Supplied passage:
----
= 1953 IRFU college draft =

First sports draft by the Interprovincial Rugby Football Union

The 1953 IRFU college draft was the first official sports draft held by the Interprovincial Rugby Football Union, a predecessor of the East Division of the Canadian Football League, in the spring of 1953. 40 players were chosen from among eligible players from five eastern universities, McGill University, Queen's University, University of Toronto, University of Western Ontario, and McMaster University. The Montreal Alouettes had the first selection, Doug McNichol, who became the first player to be drafted to a Canadian professional football team.

The following list only includes the first three rounds due to historical limitations.
----
Dataset content:
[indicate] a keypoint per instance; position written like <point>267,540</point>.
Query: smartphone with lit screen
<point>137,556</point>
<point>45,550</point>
----
Exercise brief: Name the universities that, according to the text on the 1953 IRFU college draft, supplied the eligible players. The listing comes from a separate source unrelated to the draft text.

The answer: McGill University, Queen's University, University of Toronto, University of Western Ontario, McMaster University